• **What this task involves**: Copy out each line of the material in which the word "ground" can be found.

:: Dataset records

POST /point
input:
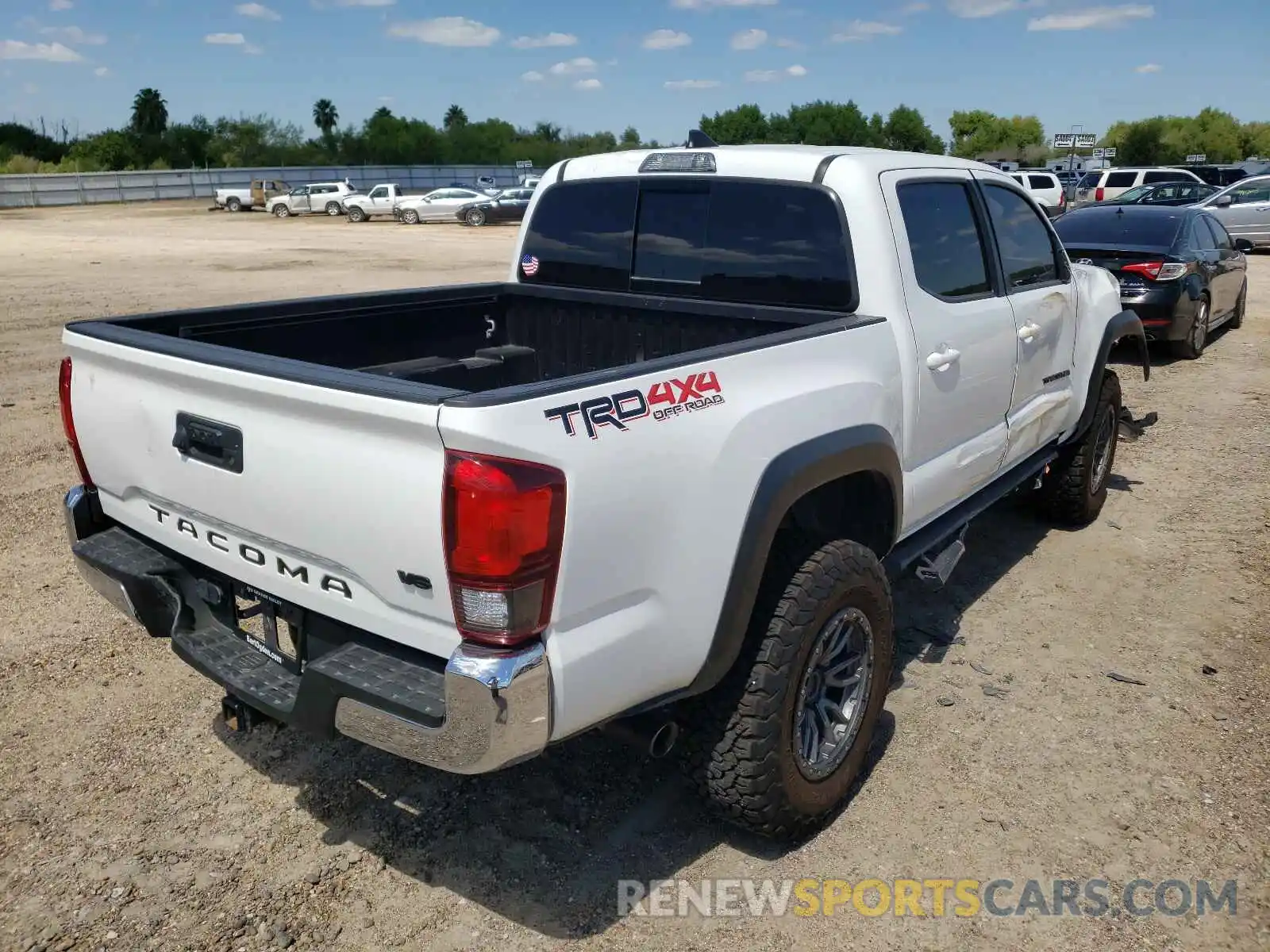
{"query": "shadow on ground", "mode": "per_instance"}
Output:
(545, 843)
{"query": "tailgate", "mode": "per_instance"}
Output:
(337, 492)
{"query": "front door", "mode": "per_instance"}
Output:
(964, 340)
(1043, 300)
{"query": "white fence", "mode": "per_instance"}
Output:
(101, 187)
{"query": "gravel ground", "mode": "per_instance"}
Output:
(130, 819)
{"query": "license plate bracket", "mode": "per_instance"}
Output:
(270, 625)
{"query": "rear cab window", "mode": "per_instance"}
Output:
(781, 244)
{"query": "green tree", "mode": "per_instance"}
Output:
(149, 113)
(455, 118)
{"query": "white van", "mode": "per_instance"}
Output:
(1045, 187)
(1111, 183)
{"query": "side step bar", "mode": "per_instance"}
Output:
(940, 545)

::::

• **Exercise solution**:
{"query": "shadow on ground", "mode": "per_instance"}
{"query": "gravel ground", "mode": "per_instance"}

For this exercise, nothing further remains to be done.